• **CONSIGNE À SUIVRE**: Reproduisez fidèlement le passage du texte sur l'éducation aux médias qui va de « En matière d’éducation » à « de se défausser. ».

• **TEXTE FOURNI**:
============
Promis ! demain, j’m’y mets

Texte et photos Elodie Cerqueira

En matière d’éducation aux médias, les pouvoirs publics, conscients de l’urgence, ne semblent pas prêts à déployer les moyens humains et budgétaires nécessaires. Si les initiatives se multiplient, elles ne suffisent pas à répondre à la demande mais permettent à l’État de se défausser.

L’EMI ça me fait peur. C’est un gros monstre. J’aurais besoin d’un vrai référentiel. Mais c’est flou, on ne sait pas par quel bout l’approcher. Alors, à deux, dans un lycée de 1 200 élèves, on fait comment ? » Patricia Deysse, professeure documentaliste au lycée Rabelais de Chinon (Indre-et-Loire) ne cache pas son désarroi.
============
• **MATÉRIAU**:
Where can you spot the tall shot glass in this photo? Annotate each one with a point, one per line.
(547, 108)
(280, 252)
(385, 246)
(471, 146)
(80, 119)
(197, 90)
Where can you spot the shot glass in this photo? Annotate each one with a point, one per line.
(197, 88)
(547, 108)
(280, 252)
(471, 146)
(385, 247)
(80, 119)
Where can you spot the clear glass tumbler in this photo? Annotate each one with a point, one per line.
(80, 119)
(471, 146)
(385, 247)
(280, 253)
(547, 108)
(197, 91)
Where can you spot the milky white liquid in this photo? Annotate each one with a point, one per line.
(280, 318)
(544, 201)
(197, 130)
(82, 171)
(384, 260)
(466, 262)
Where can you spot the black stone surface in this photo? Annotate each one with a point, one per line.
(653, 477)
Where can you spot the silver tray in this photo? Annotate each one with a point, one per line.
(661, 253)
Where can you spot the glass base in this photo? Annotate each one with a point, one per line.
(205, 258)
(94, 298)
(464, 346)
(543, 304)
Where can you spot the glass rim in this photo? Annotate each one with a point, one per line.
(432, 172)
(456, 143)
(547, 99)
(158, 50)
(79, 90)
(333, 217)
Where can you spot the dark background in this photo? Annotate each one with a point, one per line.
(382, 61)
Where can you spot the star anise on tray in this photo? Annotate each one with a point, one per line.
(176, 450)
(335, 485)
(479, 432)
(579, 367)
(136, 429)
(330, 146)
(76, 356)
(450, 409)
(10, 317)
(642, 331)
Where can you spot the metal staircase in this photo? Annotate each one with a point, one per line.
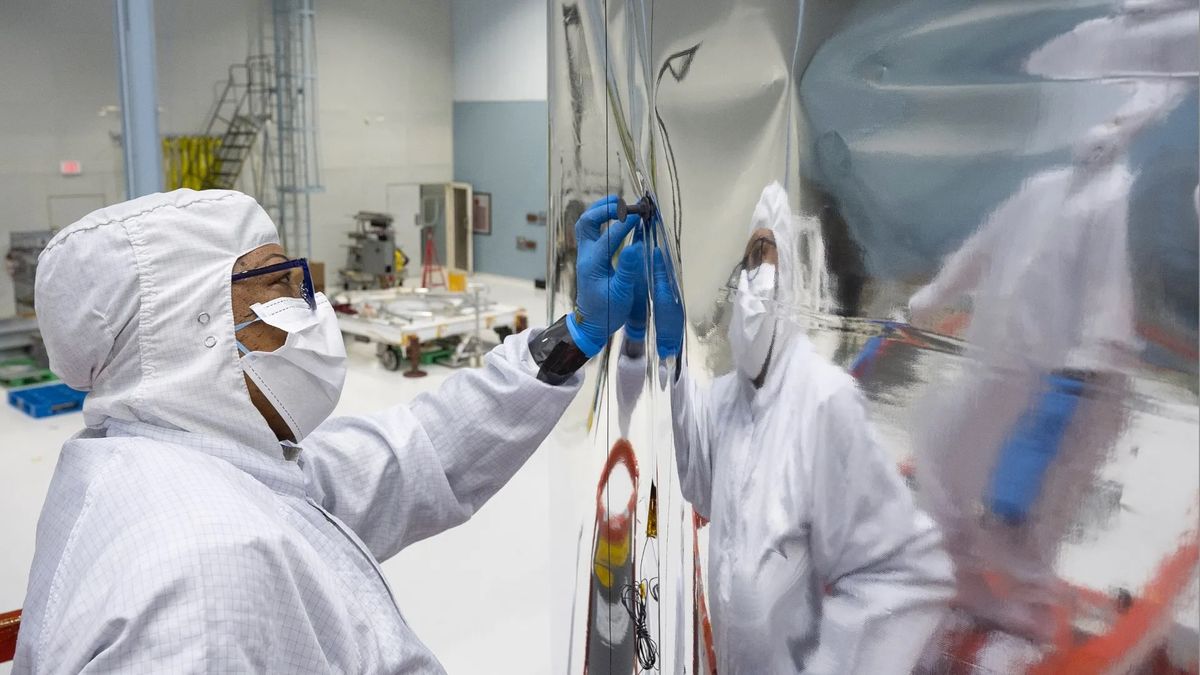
(239, 119)
(267, 119)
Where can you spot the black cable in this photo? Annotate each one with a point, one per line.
(635, 604)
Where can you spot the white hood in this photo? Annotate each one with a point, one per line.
(133, 304)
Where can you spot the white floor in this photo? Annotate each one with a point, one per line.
(477, 595)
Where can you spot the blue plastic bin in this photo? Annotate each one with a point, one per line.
(45, 401)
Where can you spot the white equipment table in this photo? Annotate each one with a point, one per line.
============
• **RÉPONSE CORRESPONDANTE**:
En matière d’éducation aux médias, les pouvoirs publics, conscients de l’urgence, ne semblent pas prêts à déployer les moyens humains et budgétaires nécessaires. Si les initiatives se multiplient, elles ne suffisent pas à répondre à la demande mais permettent à l’État de se défausser.